─── Data supplied ───

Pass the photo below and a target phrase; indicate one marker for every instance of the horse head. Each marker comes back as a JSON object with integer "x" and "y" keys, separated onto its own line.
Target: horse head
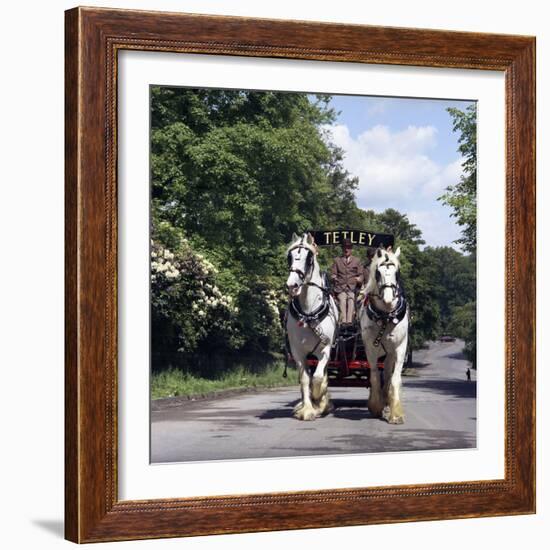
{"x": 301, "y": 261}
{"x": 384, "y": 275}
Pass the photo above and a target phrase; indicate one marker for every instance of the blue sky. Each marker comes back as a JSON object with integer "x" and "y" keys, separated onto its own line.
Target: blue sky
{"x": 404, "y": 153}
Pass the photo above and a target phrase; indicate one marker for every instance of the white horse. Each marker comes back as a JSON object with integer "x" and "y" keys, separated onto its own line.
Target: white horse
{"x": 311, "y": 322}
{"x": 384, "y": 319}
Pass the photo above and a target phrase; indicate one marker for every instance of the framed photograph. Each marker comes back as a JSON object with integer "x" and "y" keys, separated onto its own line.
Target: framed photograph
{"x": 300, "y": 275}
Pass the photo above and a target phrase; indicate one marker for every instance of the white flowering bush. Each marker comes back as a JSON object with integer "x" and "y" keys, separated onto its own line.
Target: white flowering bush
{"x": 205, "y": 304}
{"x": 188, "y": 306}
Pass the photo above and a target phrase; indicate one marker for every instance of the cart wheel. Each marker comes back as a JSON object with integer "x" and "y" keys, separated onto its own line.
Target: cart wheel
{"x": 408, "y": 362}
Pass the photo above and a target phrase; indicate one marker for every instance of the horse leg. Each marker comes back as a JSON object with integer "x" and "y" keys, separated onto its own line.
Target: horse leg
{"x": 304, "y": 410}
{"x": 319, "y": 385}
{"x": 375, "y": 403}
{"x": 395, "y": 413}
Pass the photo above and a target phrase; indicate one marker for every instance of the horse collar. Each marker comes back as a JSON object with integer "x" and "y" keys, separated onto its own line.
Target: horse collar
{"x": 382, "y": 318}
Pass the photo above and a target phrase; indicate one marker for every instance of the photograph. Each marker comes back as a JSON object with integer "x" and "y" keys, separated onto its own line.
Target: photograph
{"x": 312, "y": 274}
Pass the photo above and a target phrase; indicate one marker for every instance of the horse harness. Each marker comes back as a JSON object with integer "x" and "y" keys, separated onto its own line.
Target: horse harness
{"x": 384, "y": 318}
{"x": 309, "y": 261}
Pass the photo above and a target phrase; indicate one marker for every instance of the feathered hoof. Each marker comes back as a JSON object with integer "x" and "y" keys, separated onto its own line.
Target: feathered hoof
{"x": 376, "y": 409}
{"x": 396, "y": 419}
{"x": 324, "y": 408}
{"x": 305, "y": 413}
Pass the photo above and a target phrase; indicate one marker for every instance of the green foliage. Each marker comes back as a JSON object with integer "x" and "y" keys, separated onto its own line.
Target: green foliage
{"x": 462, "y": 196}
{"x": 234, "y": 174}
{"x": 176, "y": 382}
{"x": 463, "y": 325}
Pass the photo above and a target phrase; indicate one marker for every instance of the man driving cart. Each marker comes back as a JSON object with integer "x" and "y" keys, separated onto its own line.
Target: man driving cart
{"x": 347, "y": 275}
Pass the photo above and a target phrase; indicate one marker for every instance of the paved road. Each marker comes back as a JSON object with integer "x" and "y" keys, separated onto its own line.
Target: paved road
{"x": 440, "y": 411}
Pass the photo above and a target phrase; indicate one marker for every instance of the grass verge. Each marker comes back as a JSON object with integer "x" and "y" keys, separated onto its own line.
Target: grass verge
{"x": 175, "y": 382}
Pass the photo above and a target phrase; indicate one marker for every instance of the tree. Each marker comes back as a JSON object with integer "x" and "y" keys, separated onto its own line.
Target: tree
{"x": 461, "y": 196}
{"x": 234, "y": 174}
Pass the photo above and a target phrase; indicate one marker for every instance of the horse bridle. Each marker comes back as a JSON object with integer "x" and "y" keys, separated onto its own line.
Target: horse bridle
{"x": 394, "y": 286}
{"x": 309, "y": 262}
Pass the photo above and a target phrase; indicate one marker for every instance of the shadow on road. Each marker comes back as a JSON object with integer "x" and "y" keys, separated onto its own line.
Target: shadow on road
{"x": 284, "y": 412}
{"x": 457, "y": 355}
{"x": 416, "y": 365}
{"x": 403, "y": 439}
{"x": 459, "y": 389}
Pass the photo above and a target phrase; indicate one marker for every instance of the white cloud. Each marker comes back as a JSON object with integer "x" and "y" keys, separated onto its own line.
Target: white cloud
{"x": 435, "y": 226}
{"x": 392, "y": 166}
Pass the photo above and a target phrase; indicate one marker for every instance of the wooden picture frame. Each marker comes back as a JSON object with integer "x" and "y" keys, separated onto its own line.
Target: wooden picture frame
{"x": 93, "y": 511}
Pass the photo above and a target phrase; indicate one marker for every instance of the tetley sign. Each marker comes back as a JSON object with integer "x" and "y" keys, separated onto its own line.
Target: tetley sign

───

Arrange all of the data above as a JSON list of strings, one string per line, with blank lines left out. Omit the pictures from the answer.

[
  "Pass the photo below and a target phrase; indicate one marker for every instance of the horse head. Each marker comes back as a JSON object with integer \"x\" and \"y\" keys, separated onto its own line.",
  "Target: horse head",
  "{\"x\": 301, \"y\": 261}",
  "{\"x\": 384, \"y\": 275}",
  "Pass the photo above and a target phrase; indicate one marker for every instance of the blue sky. Each marker comes back as a JSON object with integer \"x\" and \"y\" keys, separated onto its own line.",
  "Target: blue sky",
  "{\"x\": 404, \"y\": 153}",
  "Pass the photo above and a target phrase; indicate one marker for every instance of the white horse. Each marker comes back as a JSON object with integer \"x\" and \"y\" keys, separated onto its own line.",
  "Target: white horse",
  "{\"x\": 311, \"y\": 322}",
  "{\"x\": 384, \"y\": 319}",
  "Pass the photo above and a target phrase; indicate one marker for every instance of the framed photograph. Each marker comes back as a JSON object with integer \"x\" and \"y\" keys, separated onto its own line.",
  "Target: framed photograph",
  "{\"x\": 300, \"y\": 275}",
  "Pass the photo above and a target phrase; indicate one marker for every instance of the white flowering bush. Each marker comes back as a JSON object with integer \"x\" and \"y\" keys, separated onto its own line.",
  "Target: white flowering bush",
  "{\"x\": 205, \"y\": 304}",
  "{\"x\": 188, \"y\": 306}",
  "Pass the photo above and a target phrase; indicate one marker for every instance of the cart wheel. Each marker comes back as a JSON object with integer \"x\" and \"y\" keys, separated onto its own line.",
  "Target: cart wheel",
  "{\"x\": 408, \"y\": 362}",
  "Pass the photo above and a target phrase; indicate one marker for every instance of the horse leg. Each marker comes back as a JSON object with integer \"x\" and \"y\" keys, separated onto its own line.",
  "Target: horse leg",
  "{\"x\": 304, \"y\": 410}",
  "{\"x\": 319, \"y\": 385}",
  "{\"x\": 375, \"y\": 403}",
  "{\"x\": 395, \"y\": 413}",
  "Pass the photo above and a target phrase; indicate one marker for every instance of the horse collar. Each marker comes back as a JSON object with integer \"x\" and \"y\" keys, separated onto its own line.",
  "Target: horse collar",
  "{\"x\": 382, \"y\": 318}",
  "Pass the photo above and a target phrase; indicate one marker for every instance of the photograph. Each marker comes back as a JSON object with integer \"x\" and \"y\" keys, separated onto its own line.",
  "Target: photograph",
  "{\"x\": 312, \"y\": 274}",
  "Pass the photo above and a target phrase; indicate one marker for every instance of the horse harness. Each marker comes back as a JSON object with integer \"x\" and \"y\" keys, separated onto its own line.",
  "Target: horse harness",
  "{\"x\": 384, \"y\": 318}",
  "{\"x\": 309, \"y\": 261}",
  "Pass the photo above and a target phrase; indicate one marker for every instance of the feathered hoof. Each marker comes back as a JSON object with integer \"x\" and \"y\" keys, separated onto its own line.",
  "Target: feathered hoof",
  "{\"x\": 376, \"y\": 409}",
  "{\"x\": 396, \"y\": 419}",
  "{\"x\": 324, \"y\": 408}",
  "{\"x\": 305, \"y\": 413}",
  "Pass the photo above and a target phrase; indicate one marker for every instance of the green foliage. Each marker comes back as a JSON object with integer \"x\" and \"y\" keys, separated onto its own line.",
  "Target: green foliage",
  "{\"x\": 462, \"y\": 196}",
  "{\"x\": 234, \"y\": 174}",
  "{\"x\": 176, \"y\": 382}",
  "{\"x\": 463, \"y\": 325}",
  "Pass the photo above and a target phrase; indicate one marker for every instance of the man driving cart. Each marker comes back as a JSON object with integer \"x\" and \"y\" keys, separated onto its own line.",
  "Target: man driving cart",
  "{\"x\": 347, \"y\": 275}",
  "Pass the photo above and a target phrase; indicate one marker for every instance of the paved road. Each marker comes back as a JSON object with integer \"x\" and \"y\" keys, separated onto its own line.",
  "Target: paved road",
  "{\"x\": 440, \"y\": 411}",
  "Pass the photo above and a target phrase; indicate one marker for every instance of the grass verge. Each marker comes back as a JSON object with integer \"x\" and \"y\" keys, separated onto its own line.",
  "Target: grass verge",
  "{\"x\": 175, \"y\": 382}",
  "Pass the photo above and a target phrase; indicate one marker for every instance of the tree. Each marker comes back as a JSON object with integer \"x\" and \"y\" keys, separated onto its own line.",
  "Target: tree",
  "{\"x\": 461, \"y\": 196}",
  "{\"x\": 234, \"y\": 174}",
  "Pass the photo above and a target phrase; indicate one marker for every instance of the horse bridle. Each marker comes back as a JSON object with integer \"x\" and \"y\" keys, separated onto its own line.",
  "Target: horse bridle",
  "{\"x\": 394, \"y\": 286}",
  "{\"x\": 309, \"y\": 262}",
  "Pass the photo above and a target phrase; indicate one marker for every instance of the shadow on road. Each marker comes back as a JSON object with integer \"x\" and \"y\" keys, separated onto its own line.",
  "Target: shadow on road",
  "{\"x\": 284, \"y\": 412}",
  "{\"x\": 457, \"y\": 355}",
  "{\"x\": 416, \"y\": 365}",
  "{\"x\": 403, \"y\": 439}",
  "{\"x\": 459, \"y\": 389}",
  "Pass the photo above and a target phrase; indicate one marker for every instance of the white cloud. Each marker comes back as a JSON object with integer \"x\" and \"y\" keys, separated onto its own line.",
  "Target: white cloud",
  "{\"x\": 435, \"y\": 226}",
  "{\"x\": 392, \"y\": 166}",
  "Pass the photo above and a target phrase; indicate one marker for every instance of the wooden picture frame. Each marker comes back as a JSON object with integer \"x\" and \"y\" keys, separated onto its own line.",
  "Target: wooden picture frame",
  "{\"x\": 93, \"y\": 511}",
  "Pass the photo above and a target phrase; indicate one marker for every instance of the tetley sign. Each marker comes back as a JSON object with integer \"x\" and \"y\" keys, separated onto its own line.",
  "Target: tetley sign"
]